Collected data:
-.-.-

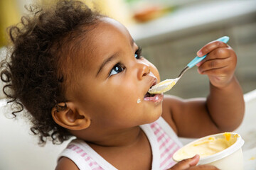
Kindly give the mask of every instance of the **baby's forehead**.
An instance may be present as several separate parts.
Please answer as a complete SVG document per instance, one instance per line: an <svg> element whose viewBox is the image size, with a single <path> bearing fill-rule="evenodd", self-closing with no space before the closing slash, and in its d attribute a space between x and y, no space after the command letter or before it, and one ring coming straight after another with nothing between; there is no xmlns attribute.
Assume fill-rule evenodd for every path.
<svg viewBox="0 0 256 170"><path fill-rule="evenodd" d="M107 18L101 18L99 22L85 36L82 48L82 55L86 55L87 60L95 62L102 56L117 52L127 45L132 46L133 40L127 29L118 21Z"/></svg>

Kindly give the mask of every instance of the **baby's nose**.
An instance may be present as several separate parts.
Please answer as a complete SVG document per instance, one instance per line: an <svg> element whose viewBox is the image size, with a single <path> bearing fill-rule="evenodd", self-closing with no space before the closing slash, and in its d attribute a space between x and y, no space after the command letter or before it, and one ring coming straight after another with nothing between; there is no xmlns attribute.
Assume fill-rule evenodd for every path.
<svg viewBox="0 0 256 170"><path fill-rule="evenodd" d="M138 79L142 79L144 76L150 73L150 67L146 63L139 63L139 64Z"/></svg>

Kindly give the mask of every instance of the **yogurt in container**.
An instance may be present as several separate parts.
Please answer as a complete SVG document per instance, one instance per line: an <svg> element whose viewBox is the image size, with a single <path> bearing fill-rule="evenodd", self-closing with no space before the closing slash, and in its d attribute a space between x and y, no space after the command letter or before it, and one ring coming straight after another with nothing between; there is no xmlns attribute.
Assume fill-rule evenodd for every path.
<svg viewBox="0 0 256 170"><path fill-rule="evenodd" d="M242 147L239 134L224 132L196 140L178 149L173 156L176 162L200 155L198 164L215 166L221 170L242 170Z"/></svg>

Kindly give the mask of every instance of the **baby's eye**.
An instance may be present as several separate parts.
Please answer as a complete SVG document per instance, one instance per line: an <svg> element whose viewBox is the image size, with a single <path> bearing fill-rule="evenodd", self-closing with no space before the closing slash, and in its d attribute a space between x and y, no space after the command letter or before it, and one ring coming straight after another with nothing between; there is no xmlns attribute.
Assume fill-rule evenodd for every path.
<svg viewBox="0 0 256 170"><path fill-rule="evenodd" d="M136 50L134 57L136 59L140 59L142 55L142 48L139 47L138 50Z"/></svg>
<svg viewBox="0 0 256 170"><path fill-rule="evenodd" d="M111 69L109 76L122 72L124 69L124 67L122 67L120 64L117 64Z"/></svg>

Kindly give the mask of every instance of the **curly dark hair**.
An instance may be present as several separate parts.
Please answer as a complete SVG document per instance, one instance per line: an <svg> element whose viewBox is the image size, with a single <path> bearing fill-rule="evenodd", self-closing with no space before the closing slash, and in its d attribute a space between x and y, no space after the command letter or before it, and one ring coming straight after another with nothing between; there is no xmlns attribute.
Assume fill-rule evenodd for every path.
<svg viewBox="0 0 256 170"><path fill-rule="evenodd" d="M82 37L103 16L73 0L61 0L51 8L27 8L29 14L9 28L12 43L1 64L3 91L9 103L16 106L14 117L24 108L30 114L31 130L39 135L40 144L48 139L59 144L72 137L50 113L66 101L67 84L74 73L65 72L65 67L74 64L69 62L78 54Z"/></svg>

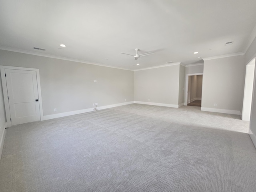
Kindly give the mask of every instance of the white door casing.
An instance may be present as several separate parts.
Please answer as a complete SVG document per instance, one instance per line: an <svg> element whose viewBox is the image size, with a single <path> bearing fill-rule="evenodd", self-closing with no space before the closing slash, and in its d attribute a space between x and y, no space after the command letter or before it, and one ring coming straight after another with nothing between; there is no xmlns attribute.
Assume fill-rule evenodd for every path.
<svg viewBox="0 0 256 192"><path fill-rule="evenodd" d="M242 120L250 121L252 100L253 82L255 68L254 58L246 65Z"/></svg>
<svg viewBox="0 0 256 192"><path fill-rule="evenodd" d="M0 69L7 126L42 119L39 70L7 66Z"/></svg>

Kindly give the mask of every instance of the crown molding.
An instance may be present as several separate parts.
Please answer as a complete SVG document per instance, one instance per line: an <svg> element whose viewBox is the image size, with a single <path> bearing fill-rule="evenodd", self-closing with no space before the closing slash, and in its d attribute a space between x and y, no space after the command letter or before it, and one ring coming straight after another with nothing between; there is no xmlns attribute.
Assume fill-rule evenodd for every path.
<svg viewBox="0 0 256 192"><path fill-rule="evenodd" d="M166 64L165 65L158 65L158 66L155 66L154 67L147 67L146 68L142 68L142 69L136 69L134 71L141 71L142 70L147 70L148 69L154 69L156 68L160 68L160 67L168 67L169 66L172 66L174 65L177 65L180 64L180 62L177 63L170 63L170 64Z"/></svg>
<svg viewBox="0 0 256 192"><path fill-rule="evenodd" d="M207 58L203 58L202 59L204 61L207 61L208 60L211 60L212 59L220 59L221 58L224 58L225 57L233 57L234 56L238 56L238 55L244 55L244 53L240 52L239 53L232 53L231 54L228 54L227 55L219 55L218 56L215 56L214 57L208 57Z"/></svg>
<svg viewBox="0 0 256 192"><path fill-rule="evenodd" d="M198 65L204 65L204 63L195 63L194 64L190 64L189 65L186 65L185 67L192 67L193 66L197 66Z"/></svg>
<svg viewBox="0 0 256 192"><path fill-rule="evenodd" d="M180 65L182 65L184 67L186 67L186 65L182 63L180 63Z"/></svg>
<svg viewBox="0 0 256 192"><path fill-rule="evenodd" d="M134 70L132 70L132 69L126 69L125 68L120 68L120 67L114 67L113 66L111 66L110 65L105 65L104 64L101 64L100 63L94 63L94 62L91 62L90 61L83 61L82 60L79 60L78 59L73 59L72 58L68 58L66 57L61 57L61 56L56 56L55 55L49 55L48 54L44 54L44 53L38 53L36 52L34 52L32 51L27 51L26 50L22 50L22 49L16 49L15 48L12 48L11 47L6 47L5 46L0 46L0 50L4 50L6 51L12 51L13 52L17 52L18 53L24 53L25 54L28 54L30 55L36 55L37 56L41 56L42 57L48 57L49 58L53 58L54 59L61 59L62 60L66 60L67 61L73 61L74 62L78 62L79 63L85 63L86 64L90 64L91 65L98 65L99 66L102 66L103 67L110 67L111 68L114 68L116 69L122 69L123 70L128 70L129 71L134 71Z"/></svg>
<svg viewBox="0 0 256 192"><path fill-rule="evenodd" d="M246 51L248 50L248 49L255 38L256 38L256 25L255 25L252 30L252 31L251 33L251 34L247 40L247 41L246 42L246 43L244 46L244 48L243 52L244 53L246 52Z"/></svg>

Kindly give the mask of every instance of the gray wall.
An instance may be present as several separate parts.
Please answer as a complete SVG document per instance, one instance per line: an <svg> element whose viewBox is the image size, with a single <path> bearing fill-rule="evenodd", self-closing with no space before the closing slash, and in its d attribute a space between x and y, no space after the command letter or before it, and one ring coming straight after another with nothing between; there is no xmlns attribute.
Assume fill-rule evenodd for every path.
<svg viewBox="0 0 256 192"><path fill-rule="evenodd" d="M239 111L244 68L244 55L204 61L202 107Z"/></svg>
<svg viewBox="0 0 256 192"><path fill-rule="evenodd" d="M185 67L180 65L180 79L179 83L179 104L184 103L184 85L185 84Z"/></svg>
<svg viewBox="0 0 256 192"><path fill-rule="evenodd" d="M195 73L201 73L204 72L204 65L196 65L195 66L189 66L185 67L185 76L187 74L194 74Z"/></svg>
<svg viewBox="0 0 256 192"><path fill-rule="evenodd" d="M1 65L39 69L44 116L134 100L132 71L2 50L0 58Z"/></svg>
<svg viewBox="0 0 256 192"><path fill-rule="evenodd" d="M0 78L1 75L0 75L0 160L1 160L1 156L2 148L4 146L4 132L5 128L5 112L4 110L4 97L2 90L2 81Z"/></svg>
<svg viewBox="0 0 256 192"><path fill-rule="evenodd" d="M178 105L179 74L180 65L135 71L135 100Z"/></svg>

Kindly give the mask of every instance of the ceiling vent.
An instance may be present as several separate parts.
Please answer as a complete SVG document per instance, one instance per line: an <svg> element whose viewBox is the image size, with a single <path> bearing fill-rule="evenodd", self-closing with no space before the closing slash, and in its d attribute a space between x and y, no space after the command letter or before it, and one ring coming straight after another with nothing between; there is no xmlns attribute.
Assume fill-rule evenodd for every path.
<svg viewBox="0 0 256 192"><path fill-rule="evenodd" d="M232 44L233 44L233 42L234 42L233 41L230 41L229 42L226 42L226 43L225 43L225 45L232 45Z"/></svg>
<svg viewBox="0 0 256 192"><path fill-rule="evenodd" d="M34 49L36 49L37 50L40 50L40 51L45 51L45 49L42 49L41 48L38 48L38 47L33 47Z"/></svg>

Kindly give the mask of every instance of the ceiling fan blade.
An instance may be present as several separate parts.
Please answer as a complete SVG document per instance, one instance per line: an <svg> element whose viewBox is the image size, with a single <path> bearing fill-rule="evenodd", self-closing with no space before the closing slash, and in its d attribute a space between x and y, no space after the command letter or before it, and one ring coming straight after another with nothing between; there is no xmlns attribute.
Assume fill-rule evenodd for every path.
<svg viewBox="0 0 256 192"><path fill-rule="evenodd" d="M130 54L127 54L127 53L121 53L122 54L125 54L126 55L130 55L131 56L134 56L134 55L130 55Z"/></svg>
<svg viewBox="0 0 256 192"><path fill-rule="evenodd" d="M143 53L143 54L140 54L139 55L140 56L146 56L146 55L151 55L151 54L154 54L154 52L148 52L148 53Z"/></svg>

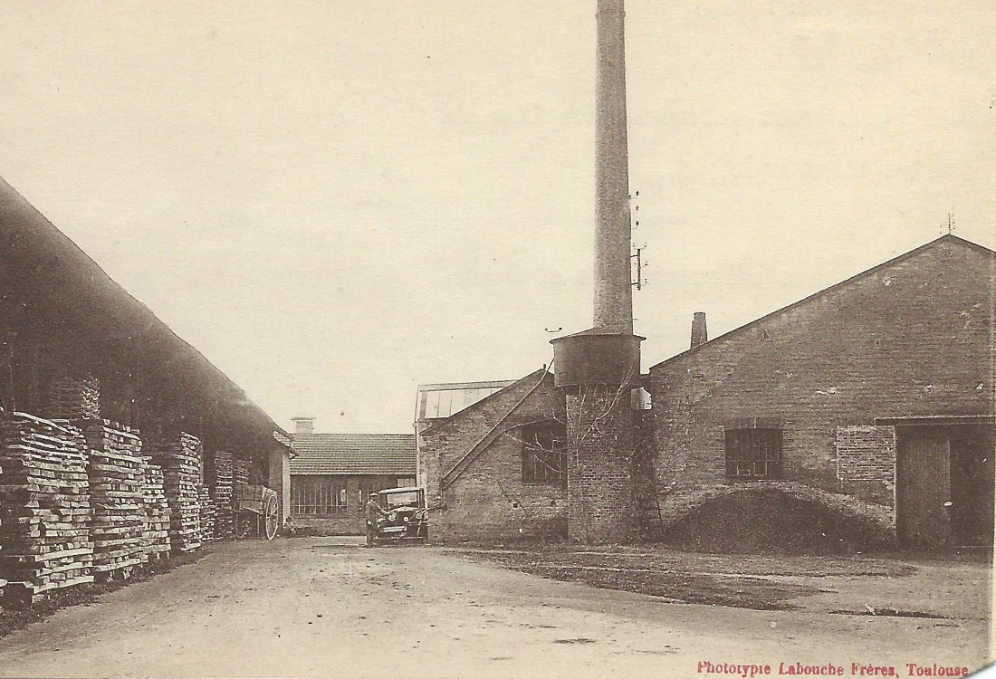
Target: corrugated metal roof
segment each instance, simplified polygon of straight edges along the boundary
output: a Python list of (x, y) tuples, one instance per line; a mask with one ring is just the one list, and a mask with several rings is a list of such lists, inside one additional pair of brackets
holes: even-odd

-.-.-

▶ Your task
Copy the records from the line with "Kindly give the mask of every instance of the gray" up to and including the line with "49L36 49L37 50L40", keeping every character unchanged.

▶ Written answer
Kindly give the mask of every instance of the gray wall.
An instance may be present as several separate parts.
Please answer as a complete SVG document per instance, one instance per line: an <svg> element whose viewBox is the image size, with a single <path> bearing fill-rule="evenodd", self-closing with no space before the closing slash, and in its d attribute a space between x and y, no space after the command letter or before it, and one ring coming straight after another with nothing between; there is no xmlns attribute.
Assume fill-rule evenodd for every path.
<svg viewBox="0 0 256 192"><path fill-rule="evenodd" d="M239 111L244 68L244 55L204 61L202 107Z"/></svg>
<svg viewBox="0 0 256 192"><path fill-rule="evenodd" d="M185 67L180 65L180 79L179 83L179 104L184 103L184 85L185 84Z"/></svg>
<svg viewBox="0 0 256 192"><path fill-rule="evenodd" d="M195 73L201 73L204 72L204 65L196 65L195 66L189 66L185 67L185 76L187 74L194 74Z"/></svg>
<svg viewBox="0 0 256 192"><path fill-rule="evenodd" d="M1 65L39 69L44 116L134 100L132 71L2 50L0 58Z"/></svg>
<svg viewBox="0 0 256 192"><path fill-rule="evenodd" d="M0 78L1 75L0 75L0 160L1 160L1 156L2 148L4 146L4 132L5 128L5 112L4 110L4 97L2 90L2 81Z"/></svg>
<svg viewBox="0 0 256 192"><path fill-rule="evenodd" d="M178 105L179 74L180 65L135 71L135 100Z"/></svg>

Kindly give the mask of every instance of the ceiling vent.
An instance may be present as several separate parts.
Please answer as a complete SVG document per instance, one instance per line: an <svg> element whose viewBox is the image size, with a single <path> bearing fill-rule="evenodd", self-closing with no space before the closing slash, and in its d attribute a space between x and y, no space after the command letter or before it, and one ring coming straight after another with nothing between; there is no xmlns attribute.
Assume fill-rule evenodd for every path.
<svg viewBox="0 0 256 192"><path fill-rule="evenodd" d="M232 44L233 44L233 42L234 42L233 41L230 41L229 42L226 42L226 43L225 43L225 45L232 45Z"/></svg>
<svg viewBox="0 0 256 192"><path fill-rule="evenodd" d="M34 49L36 49L37 50L40 50L40 51L45 51L45 49L42 49L41 48L38 48L38 47L33 47Z"/></svg>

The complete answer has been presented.